-- START Extract --
The objective of target detection in single-photon lidar is to shift the 2D point cloud depicted in Figure 1 along the time bin direction, constructing a series of detection slices. The presence of a target at the detection bin determines which time bin contains the target. In cases where targets are located at varying distances, there are always instances where the target aligns with the detection bin. The change in target distance solely impacts the difference between the target photons and noise photons within the detection slice. Consequently, when building the database for detection slices, a fixed-distance target is employed while adjusting the position of its appearance by manipulating the detection bin. Simultaneously, modifications to both the noise photon rate (

λ_{noise}

) and peak photon number of the pulse (

a_{0}

) achieve alterations in the difference between the target photons and noise photons within each respective detection slice.

5. Training the CNN

The target detection based on point cloud primarily utilizes the graphical features of the target within the point cloud, which can be extracted and integrated with CNN to generate accurate target detection results. The CNN structure is illustrated in Figure 3. The feature extraction module of CNN consists of convolutional layers, normalization layers, and activation function layers, while the classification module comprises a fully connected layer and Softmax regression. Graphical features from detection slices are extracted through feature extraction module before being fed into the classification module for further processing. Finally, the classification module combines the extracted features and generates the output by utilizing a fully connected layer.

The detection result in CNN is determined by selecting the maximum output node from the fully connected layer. However, during network training, the theoretical value of this output node falls within the range of

(- \infty, + \infty)

, which poses challenges for gradient computation and back propagation. Therefore, it is necessary to normalize the output node using a Softmax layer during training.

The size of the CNN input image is primarily influenced by the number of reference bins. In a single-photon lidar system, the number of reference bins on each side is determined by the dead time period (

τ_{d}

), which represents a multiple of the time bin width (

τ_{s}

). For instance, if

τ_{d}

equals 5 times

τ_{s}

, then five time bins are selected as reference bins on both sides of the detection bin. Consequently, the detection slice consists of 11 time bins in total. This design ensures that targets can only appear either in the detection bin or in the reference bins but not simultaneously in both. To facilitate training purposes, we set the dimensions of the standard detection slice to be

11 \times 11

.
-- END Extract --
» **Short problem 1**:
Answer the following questions about the lidar excerpt.
(a) According to the excerpt, what does a change in target distance solely impact?
(b) Which layers make up the feature extraction module of the CNN?
(c) How many time bins in total does the detection slice contain when the dead time period equals five times the time bin width?
» **Short problem 2**: Quote the passage of the lidar excerpt that opens with the words containing "The target detection" and closes with "a fully connected layer.".
-- START Dataset excerpts --
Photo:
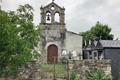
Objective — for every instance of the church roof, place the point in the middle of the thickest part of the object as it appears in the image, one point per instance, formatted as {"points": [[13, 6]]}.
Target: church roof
{"points": [[53, 3], [110, 43]]}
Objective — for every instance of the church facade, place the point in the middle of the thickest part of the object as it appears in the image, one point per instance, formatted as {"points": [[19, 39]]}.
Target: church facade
{"points": [[57, 41]]}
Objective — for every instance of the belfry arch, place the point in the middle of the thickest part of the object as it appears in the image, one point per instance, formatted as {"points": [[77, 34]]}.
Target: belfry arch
{"points": [[52, 54]]}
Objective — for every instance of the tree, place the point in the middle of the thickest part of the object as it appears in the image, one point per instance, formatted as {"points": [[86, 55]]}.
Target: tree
{"points": [[18, 37], [98, 75], [100, 31]]}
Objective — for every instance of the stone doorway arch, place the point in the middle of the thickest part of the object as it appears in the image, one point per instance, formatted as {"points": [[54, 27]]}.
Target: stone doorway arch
{"points": [[52, 54]]}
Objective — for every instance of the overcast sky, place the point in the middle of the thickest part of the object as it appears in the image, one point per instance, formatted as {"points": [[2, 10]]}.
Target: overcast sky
-- END Dataset excerpts --
» **Solution 1**:
(a) It solely impacts the difference between the target photons and noise photons within the detection slice.
(b) Convolutional layers, normalization layers, and activation function layers.
(c) 11 time bins.

» **Solution 2**:
The target detection based on point cloud primarily utilizes the graphical features of the target within the point cloud, which can be extracted and integrated with CNN to generate accurate target detection results. The CNN structure is illustrated in Figure 3. The feature extraction module of CNN consists of convolutional layers, normalization layers, and activation function layers, while the classification module comprises a fully connected layer and Softmax regression. Graphical features from detection slices are extracted through feature extraction module before being fed into the classification module for further processing. Finally, the classification module combines the extracted features and generates the output by utilizing a fully connected layer.